------ SELECTION

Capitol Reef National Park is worth visiting for geological formations you won’t get anywhere else with fewer crowds than some of the other big Utah parks.
Over 1.2 million visitors come to Capitol Reef National Park each year, which sounds like a lot but is a fraction of what Utah parks like Zion and Bryce Canyon see. In peak years, Zion gets about five million visitors annually.
That’s what makes Capitol Reef a more serene experience.
The park’s scenic drives allow easy access to panoramas that don’t require as much effort as some of its best trails.
While I always recommend seeing a park from your feet, if you’re not able to hike, this one is definitely still worth a trip.
Capitol Reef is known for its geological features.
Specifically, the park is known for the Waterpocket Fold. The fold is a nearly 100-mile monocline, or a wrinkle in the Earth’s crust, formed between 50 to 70 million years ago.
The park got its name from the features within.
The “capitol” bit refers to the white domes in the park that resemble the United States Capitol. The “reef” is a reference to the rocky landscapes that resemble coral in the wash.

You can visit Capitol Reef National Park in one day.
One day is as much time as we had. While I’d love to go back again and tackle some of the park’s longer hikes, one day was a great introduction to the park.
In one day, combine the Grand Wash Trail with a visit to the Cassidy Arch for the two most popular spots in the park. This will give you enough time left over to take in several viewpoints along the park’s scenic drive.
How to Get to Capitol Reef National Park
Capitol Reef National Park was made for road trips.
If you’re lucky enough to be on a multi-day road trip through Utah’s spectacular parks, Capitol Reef is a little over two hours away from Arches National Park and Moab.
Bryce Canyon National Park is a little over two hours in the opposite direction. Zion National Park is also on many Utah travelers’ bucket lists, but that one is nearly a four-hour drive. It would certainly lend itself to a longer Utah parks road trip, though.
As far as airports in the area, the closest is Colorado’s Grand Junction Regional Park, and that’s still 200 miles away. You’re unlikely to find good deals flying into this regional airport.
You may as well try to find a more budget-friendly flight out of Salt Lake City, a major transportation hub. Salt Lake City is about 230 miles from the park, and a great base for day trips.
READ MORE: We spent a full month in Salt Lake City. Check out our favorite spots, restaurants, and more!
Getting Around Capitol Reef National Park

This guide assumes you’re tackling the park on a self-drive tour.
You won’t need a special vehicle or 4WD for the main highlights of Capitol Reef, but you will if you’re planning a trip into the park’s backcountry. It’s never a bad idea to reserve something a bit more rugged anyway for your national park exploring.
Interested in a guided experience while you’re there? Check out these highly-rated options:
What Not to Miss in Capitol Reef National Park
We had a longer drive into Capitol Reef National Park as we came from Moab, our base the previous night. If you want a solid first day, though, I’d recommend starting in Torrey.
You’ll have decent accommodations to choose from and you’re less than 15 minutes to the visitor center from there.
That’s not where you need to start, though. Below are stops we were able to fit in with one day in Capitol Reef National Park, despite the added drive time.

------------

- GIVEN INSTRUCTION 1
Copy out each line of the records that contains the word "white".
The Capitol Reef guide and the records come from unrelated sources.

------ DATA ROWS

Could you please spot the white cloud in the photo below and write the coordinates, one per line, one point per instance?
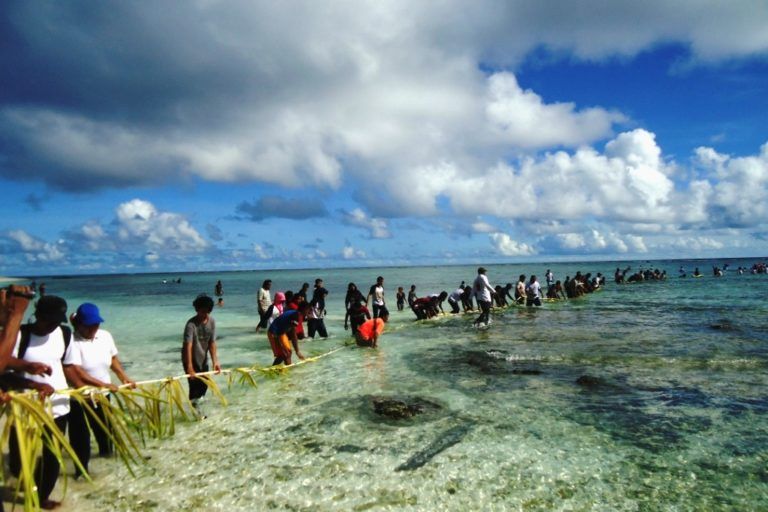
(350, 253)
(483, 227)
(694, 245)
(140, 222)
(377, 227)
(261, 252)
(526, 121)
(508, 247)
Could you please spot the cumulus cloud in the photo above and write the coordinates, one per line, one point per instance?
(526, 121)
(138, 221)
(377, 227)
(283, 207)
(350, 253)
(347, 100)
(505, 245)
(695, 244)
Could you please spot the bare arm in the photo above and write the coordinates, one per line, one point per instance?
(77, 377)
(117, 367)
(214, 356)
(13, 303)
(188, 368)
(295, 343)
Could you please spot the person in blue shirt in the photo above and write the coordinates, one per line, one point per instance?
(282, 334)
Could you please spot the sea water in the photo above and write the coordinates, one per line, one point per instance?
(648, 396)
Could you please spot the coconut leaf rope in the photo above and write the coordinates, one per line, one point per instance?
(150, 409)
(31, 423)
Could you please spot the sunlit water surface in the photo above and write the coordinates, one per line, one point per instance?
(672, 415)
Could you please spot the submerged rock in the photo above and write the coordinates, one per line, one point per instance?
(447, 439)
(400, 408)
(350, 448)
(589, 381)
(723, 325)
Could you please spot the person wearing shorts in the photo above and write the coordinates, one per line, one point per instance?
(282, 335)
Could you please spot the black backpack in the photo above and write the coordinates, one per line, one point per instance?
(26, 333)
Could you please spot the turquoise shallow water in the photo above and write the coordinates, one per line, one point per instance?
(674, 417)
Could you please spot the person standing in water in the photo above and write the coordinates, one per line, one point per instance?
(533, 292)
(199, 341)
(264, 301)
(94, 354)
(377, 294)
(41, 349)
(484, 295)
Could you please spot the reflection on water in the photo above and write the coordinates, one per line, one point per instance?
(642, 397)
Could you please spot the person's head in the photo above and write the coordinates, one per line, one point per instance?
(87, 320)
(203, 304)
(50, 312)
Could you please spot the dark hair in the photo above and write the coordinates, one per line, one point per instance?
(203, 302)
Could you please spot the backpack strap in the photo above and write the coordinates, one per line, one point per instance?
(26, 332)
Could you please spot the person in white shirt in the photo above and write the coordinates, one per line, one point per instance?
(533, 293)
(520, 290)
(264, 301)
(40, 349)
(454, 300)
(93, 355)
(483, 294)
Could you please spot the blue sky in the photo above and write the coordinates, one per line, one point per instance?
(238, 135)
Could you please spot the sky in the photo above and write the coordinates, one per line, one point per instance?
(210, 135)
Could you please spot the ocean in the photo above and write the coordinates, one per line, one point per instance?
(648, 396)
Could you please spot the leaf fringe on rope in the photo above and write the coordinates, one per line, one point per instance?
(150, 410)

------------
------ DATA ROWS

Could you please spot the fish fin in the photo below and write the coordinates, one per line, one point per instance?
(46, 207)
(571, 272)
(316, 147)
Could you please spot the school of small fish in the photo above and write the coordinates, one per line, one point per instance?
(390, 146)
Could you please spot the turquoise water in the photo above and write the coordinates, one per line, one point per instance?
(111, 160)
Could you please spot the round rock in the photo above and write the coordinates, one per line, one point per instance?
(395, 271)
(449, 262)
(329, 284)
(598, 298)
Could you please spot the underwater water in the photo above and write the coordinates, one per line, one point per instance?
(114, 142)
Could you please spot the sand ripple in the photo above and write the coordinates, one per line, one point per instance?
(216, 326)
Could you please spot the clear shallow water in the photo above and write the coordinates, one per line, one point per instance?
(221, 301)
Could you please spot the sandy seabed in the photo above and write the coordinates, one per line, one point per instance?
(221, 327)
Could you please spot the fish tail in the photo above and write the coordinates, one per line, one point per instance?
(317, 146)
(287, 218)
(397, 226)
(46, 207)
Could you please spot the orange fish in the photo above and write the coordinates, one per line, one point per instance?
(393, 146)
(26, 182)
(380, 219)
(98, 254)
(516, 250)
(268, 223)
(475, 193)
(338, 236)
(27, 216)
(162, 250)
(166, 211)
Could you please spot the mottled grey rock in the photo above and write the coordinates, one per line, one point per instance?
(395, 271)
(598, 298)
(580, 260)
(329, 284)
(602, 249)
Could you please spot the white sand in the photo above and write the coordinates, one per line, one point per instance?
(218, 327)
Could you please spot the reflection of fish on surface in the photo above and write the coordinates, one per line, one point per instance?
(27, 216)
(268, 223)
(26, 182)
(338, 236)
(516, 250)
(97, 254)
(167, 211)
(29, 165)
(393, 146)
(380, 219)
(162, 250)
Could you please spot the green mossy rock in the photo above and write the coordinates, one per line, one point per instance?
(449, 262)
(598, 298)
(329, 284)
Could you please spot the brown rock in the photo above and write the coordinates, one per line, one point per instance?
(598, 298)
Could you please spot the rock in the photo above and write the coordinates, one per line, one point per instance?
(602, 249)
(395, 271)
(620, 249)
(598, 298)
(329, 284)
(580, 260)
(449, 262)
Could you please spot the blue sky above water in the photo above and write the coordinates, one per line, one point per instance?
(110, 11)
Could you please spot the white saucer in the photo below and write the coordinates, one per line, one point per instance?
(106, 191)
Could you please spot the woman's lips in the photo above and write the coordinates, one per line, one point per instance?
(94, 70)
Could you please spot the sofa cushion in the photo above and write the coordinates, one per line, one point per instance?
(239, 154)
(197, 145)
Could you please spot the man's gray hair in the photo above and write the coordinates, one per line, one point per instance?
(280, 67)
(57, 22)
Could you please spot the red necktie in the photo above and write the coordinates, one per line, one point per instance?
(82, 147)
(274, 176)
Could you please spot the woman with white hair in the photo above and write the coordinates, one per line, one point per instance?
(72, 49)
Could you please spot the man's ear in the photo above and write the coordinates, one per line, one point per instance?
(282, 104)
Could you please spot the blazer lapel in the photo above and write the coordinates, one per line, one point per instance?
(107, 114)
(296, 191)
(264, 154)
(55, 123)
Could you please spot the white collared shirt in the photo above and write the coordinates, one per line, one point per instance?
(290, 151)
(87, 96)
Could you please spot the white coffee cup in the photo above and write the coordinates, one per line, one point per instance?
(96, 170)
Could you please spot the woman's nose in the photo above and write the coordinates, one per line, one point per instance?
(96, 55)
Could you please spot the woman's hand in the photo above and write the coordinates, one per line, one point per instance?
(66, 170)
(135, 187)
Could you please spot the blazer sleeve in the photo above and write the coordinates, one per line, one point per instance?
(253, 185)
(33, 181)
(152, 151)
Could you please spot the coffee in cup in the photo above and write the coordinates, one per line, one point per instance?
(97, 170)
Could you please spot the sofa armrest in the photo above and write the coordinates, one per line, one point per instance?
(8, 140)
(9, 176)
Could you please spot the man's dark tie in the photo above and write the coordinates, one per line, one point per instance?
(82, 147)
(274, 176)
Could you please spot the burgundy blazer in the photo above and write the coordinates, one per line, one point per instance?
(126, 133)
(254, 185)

------------
------ DATA ROWS

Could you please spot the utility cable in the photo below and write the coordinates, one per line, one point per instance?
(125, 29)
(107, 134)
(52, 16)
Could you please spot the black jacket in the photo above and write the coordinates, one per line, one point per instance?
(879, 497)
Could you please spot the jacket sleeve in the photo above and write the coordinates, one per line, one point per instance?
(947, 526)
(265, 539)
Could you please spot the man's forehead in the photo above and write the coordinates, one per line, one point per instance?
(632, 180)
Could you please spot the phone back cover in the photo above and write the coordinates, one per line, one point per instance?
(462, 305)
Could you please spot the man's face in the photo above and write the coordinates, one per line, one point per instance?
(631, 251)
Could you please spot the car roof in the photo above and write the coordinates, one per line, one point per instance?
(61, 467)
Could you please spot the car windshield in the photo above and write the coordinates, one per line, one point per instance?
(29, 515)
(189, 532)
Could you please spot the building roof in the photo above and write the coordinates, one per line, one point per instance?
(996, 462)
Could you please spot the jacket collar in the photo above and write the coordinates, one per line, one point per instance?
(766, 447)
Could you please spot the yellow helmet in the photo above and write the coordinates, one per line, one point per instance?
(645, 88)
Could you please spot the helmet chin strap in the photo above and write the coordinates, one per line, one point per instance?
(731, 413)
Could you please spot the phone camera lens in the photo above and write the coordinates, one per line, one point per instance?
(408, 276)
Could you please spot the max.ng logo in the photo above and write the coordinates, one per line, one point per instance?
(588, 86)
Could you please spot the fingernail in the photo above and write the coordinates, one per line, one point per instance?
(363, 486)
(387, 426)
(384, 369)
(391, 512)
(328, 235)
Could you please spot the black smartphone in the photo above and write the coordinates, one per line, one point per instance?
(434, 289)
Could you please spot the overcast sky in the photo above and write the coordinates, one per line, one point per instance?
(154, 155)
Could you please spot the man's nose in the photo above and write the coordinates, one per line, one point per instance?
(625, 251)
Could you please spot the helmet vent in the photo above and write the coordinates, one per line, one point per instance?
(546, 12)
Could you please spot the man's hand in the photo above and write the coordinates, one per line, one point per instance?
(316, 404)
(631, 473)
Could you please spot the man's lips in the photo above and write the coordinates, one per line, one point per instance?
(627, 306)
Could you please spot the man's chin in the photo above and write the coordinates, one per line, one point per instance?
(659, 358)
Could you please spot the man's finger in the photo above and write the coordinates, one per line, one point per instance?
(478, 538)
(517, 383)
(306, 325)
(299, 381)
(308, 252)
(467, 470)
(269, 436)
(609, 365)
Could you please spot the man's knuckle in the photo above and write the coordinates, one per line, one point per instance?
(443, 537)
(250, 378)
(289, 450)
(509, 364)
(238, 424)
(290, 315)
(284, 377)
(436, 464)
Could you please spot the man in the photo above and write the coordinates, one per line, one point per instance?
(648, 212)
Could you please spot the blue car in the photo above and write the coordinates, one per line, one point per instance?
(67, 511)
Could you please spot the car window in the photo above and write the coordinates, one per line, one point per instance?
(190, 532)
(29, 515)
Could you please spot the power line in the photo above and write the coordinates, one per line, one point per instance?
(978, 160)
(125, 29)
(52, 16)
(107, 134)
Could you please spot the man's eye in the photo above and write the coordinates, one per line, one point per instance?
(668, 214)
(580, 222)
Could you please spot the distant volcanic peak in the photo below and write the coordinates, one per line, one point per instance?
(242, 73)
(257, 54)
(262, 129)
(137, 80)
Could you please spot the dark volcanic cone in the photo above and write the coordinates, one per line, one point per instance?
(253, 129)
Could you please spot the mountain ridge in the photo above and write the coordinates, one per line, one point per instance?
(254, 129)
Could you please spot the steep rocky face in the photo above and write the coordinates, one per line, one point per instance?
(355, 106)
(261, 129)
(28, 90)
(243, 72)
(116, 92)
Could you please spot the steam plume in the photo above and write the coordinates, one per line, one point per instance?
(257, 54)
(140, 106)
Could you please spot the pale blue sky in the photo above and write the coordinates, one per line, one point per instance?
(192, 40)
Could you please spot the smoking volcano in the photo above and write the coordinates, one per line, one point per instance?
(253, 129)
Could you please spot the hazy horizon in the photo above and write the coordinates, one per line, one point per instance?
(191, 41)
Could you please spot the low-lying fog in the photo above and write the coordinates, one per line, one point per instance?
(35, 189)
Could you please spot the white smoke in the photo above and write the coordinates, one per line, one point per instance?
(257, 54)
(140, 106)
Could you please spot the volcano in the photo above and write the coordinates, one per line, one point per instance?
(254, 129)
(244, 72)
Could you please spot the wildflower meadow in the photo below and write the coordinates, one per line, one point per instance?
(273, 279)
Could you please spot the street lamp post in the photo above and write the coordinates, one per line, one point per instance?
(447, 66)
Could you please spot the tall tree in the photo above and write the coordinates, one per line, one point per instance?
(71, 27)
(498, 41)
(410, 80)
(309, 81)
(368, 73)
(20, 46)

------------

- GIVEN INSTRUCTION 2
Write the next part of the Capitol Reef guide, starting right after its last sentence.

- ANSWER 1
Could you please spot the white cloud in the photo below and write the coordinates, one per line, one point per instance?
Could you please spot the person in white shirt in the photo above and write the coordinates, one per line, one point per instance?
Could you please spot the white sand in the photo above and write the coordinates, one per line, one point per instance?
Could you please spot the white saucer in the photo below and write the coordinates, one per line, one point per instance?
Could you please spot the woman with white hair in the photo above and write the coordinates, one per line, one point per instance?
Could you please spot the white collared shirt in the photo above and write the coordinates, one per line, one point per instance?
Could you please spot the white coffee cup in the photo above and write the coordinates, one per line, one point per instance?
Could you please spot the white smoke in the photo above and write the coordinates, one per line, one point per instance?

- ANSWER 2
Note: This guide assumes you’re taking snacks and a packed lunch with you. If you’re staying in Torrey, you have some food options, despite the size of this small town. Keep in mind this is still Utah, and many businesses are closed on Sundays.
Stop 1: Grand Wash and/or Cassidy Arch

If you’d like to get a lay of the land, start at the Capitol Reef National Park Visitor Center. The center is generally open from 8am-4:30pm daily, but check with the park service website before you head out, as some holiday hours apply.
I’d suggest starting with hiking, instead, especially if you’re like me and your energy starts to dissipate after lunch. I’ll suggest the visitor center later in the day, too.
Drive along Utah State Route 24 to get to your first hike(s) of the day through the park’s most iconic features.
If you don’t want to be too aggressive today, start with the 4.4-mile Grand Wash, an easy trek to what’s considered the park’s version of the Narrows at Zion. This one’s dry, though, which may even be an upgrade for the water-phobic.

Honestly, you can turn back wherever you want as you’re strolling through the wash, but it’d be a bummer for you to miss the slot canyons. It’s only 15 feet across at one point.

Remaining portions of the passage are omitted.